_PROBLEM DETAILS:_ Render each line of the records below as a JSON array of strings, one string per line, omitting blank lines. Leave the pictures out of the output.

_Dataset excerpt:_
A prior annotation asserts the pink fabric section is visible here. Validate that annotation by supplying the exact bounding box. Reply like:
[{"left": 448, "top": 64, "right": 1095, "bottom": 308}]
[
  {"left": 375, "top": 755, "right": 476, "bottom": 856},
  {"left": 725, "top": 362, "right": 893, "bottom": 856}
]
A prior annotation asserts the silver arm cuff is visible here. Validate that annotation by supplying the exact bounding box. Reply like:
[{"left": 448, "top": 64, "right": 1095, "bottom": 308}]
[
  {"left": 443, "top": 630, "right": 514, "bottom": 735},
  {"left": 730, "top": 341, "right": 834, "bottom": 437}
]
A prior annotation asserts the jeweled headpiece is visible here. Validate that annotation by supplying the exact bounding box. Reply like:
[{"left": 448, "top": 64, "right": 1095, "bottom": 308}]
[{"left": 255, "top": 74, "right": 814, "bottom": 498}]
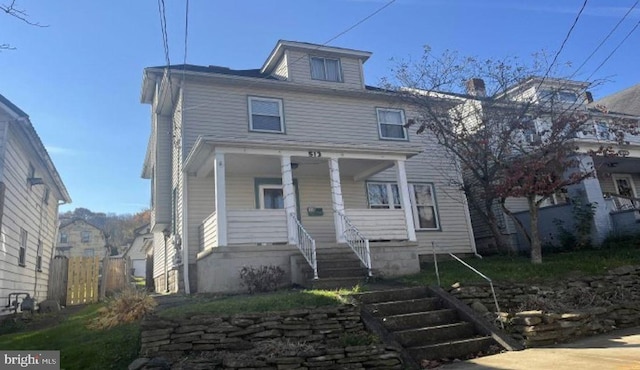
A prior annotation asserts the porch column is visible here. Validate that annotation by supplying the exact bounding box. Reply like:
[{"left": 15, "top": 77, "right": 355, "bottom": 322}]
[
  {"left": 213, "top": 152, "right": 227, "bottom": 246},
  {"left": 329, "top": 158, "right": 346, "bottom": 243},
  {"left": 398, "top": 160, "right": 417, "bottom": 242},
  {"left": 280, "top": 155, "right": 298, "bottom": 244}
]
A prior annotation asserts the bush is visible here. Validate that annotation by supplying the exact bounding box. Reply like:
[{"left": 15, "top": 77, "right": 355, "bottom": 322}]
[
  {"left": 89, "top": 288, "right": 157, "bottom": 329},
  {"left": 240, "top": 265, "right": 284, "bottom": 294}
]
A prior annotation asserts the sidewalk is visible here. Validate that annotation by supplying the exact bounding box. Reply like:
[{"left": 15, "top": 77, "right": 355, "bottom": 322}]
[{"left": 441, "top": 327, "right": 640, "bottom": 370}]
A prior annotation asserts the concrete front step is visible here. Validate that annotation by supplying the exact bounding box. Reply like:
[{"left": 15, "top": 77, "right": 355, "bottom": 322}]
[
  {"left": 368, "top": 297, "right": 440, "bottom": 316},
  {"left": 318, "top": 267, "right": 367, "bottom": 279},
  {"left": 394, "top": 322, "right": 476, "bottom": 347},
  {"left": 353, "top": 287, "right": 429, "bottom": 305},
  {"left": 407, "top": 337, "right": 495, "bottom": 363},
  {"left": 307, "top": 276, "right": 367, "bottom": 289},
  {"left": 382, "top": 309, "right": 458, "bottom": 331}
]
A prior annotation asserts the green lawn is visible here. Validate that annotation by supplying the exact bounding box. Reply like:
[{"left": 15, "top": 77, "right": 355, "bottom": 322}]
[
  {"left": 0, "top": 305, "right": 140, "bottom": 370},
  {"left": 399, "top": 243, "right": 640, "bottom": 287}
]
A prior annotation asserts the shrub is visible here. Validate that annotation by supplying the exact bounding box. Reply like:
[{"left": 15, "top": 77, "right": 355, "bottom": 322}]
[
  {"left": 240, "top": 265, "right": 284, "bottom": 294},
  {"left": 89, "top": 288, "right": 157, "bottom": 329}
]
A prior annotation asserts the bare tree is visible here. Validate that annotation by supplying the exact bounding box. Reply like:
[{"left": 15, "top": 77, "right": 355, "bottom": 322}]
[
  {"left": 0, "top": 0, "right": 49, "bottom": 51},
  {"left": 385, "top": 47, "right": 637, "bottom": 263}
]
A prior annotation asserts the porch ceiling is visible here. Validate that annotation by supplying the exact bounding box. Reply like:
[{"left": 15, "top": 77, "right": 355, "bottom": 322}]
[{"left": 203, "top": 154, "right": 394, "bottom": 179}]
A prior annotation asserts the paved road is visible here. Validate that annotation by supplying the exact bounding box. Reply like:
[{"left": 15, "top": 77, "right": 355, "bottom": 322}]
[{"left": 441, "top": 327, "right": 640, "bottom": 370}]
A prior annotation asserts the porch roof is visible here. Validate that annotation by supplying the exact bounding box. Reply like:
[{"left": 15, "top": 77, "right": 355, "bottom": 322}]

_THE SOLUTION:_
[
  "A prior annotation asserts the pink fabric section is visible here. Validate that annotation by supplying the exact bounding box. Reply like:",
  "[{\"left\": 448, \"top\": 64, \"right\": 1095, \"bottom\": 308}]",
  "[",
  "  {\"left\": 375, \"top\": 755, \"right\": 476, \"bottom\": 856},",
  "  {\"left\": 725, \"top\": 362, \"right\": 893, \"bottom\": 856}",
  "]",
  "A prior annotation asserts the silver arm cuff is visible here. Validate that annotation by supplying the exact bounding box. Reply like:",
  "[{\"left\": 448, \"top\": 64, \"right\": 1095, \"bottom\": 308}]",
  "[",
  "  {\"left\": 443, \"top\": 630, \"right\": 514, \"bottom\": 735},",
  "  {\"left\": 730, \"top\": 341, \"right\": 834, \"bottom\": 437}",
  "]",
  "A prior annotation asserts the jeweled headpiece is visible here. Validate that annotation by supplying the exact bounding box. Reply like:",
  "[{\"left\": 448, \"top\": 64, \"right\": 1095, \"bottom\": 308}]",
  "[{\"left\": 255, \"top\": 74, \"right\": 814, \"bottom\": 498}]",
  "A prior annotation asserts the porch column is visible here. Validate that annotation by supplying the exact bounding box. Reply like:",
  "[{\"left\": 15, \"top\": 77, \"right\": 355, \"bottom\": 322}]",
  "[",
  "  {\"left\": 213, \"top\": 152, \"right\": 227, \"bottom\": 246},",
  "  {\"left\": 329, \"top\": 158, \"right\": 346, \"bottom\": 243},",
  "  {\"left\": 398, \"top\": 160, \"right\": 417, \"bottom\": 242},",
  "  {\"left\": 280, \"top\": 155, \"right\": 298, \"bottom\": 244}",
  "]",
  "A prior annotation asserts the bush is visible here. Validate that annotation by supplying the exact bounding box. Reply like:",
  "[{\"left\": 15, \"top\": 77, \"right\": 355, \"bottom\": 322}]",
  "[",
  "  {\"left\": 89, \"top\": 288, \"right\": 157, \"bottom\": 329},",
  "  {\"left\": 240, \"top\": 265, \"right\": 284, \"bottom\": 294}",
  "]",
  "A prior annotation asserts the sidewalk is visible here. Validate that annotation by supplying the exact bounding box. Reply like:",
  "[{\"left\": 15, \"top\": 77, \"right\": 355, \"bottom\": 322}]",
  "[{\"left\": 441, \"top\": 327, \"right\": 640, \"bottom\": 370}]",
  "A prior annotation asserts the concrete front step is visible here. Validate that annotation by supplying the exact bounding box. Reply like:",
  "[{\"left\": 15, \"top\": 77, \"right\": 355, \"bottom\": 322}]",
  "[",
  "  {\"left\": 368, \"top\": 297, \"right\": 440, \"bottom\": 316},",
  "  {\"left\": 318, \"top\": 267, \"right\": 367, \"bottom\": 279},",
  "  {\"left\": 394, \"top\": 322, \"right\": 476, \"bottom\": 347},",
  "  {\"left\": 353, \"top\": 287, \"right\": 429, \"bottom\": 305},",
  "  {\"left\": 407, \"top\": 337, \"right\": 495, \"bottom\": 363},",
  "  {\"left\": 307, \"top\": 276, \"right\": 367, \"bottom\": 289},",
  "  {\"left\": 382, \"top\": 309, \"right\": 458, \"bottom\": 331}",
  "]",
  "A prior annotation asserts the green lawn is visible here. Validate that annotation by supplying the exact bounding box. Reply like:",
  "[{\"left\": 15, \"top\": 77, \"right\": 355, \"bottom\": 322}]",
  "[",
  "  {\"left\": 0, \"top\": 305, \"right\": 140, \"bottom\": 370},",
  "  {\"left\": 399, \"top\": 243, \"right\": 640, \"bottom\": 287}",
  "]",
  "A prior annotation asserts the shrub is visible here. Validate that annotation by supplying the exact bounding box. Reply like:",
  "[{\"left\": 15, \"top\": 77, \"right\": 355, \"bottom\": 322}]",
  "[",
  "  {\"left\": 240, \"top\": 265, \"right\": 284, \"bottom\": 294},",
  "  {\"left\": 89, \"top\": 288, \"right\": 157, \"bottom\": 329}",
  "]",
  "A prior annotation asserts the bare tree is visible here. Validate that annotation by supplying the exact bounding box. Reply like:",
  "[{\"left\": 15, \"top\": 77, \"right\": 355, \"bottom\": 322}]",
  "[",
  "  {\"left\": 0, \"top\": 0, \"right\": 49, \"bottom\": 51},",
  "  {\"left\": 385, \"top\": 47, \"right\": 637, \"bottom\": 263}",
  "]",
  "A prior annotation asserts the porch ceiling is visible here. Validate that annotation by supplying the exact bounding box. Reply like:",
  "[{\"left\": 15, \"top\": 77, \"right\": 355, \"bottom\": 322}]",
  "[{\"left\": 203, \"top\": 154, \"right\": 394, \"bottom\": 179}]",
  "A prior annotation asserts the paved road is visible here. Validate that annotation by supplying the exact bounding box. Reply like:",
  "[{\"left\": 15, \"top\": 77, \"right\": 355, \"bottom\": 322}]",
  "[{\"left\": 441, \"top\": 327, \"right\": 640, \"bottom\": 370}]",
  "A prior annotation asserts the porch roof is visible here. Validate that annotation by supplying the exact bounding box. Reply like:",
  "[{\"left\": 15, \"top\": 77, \"right\": 355, \"bottom\": 322}]"
]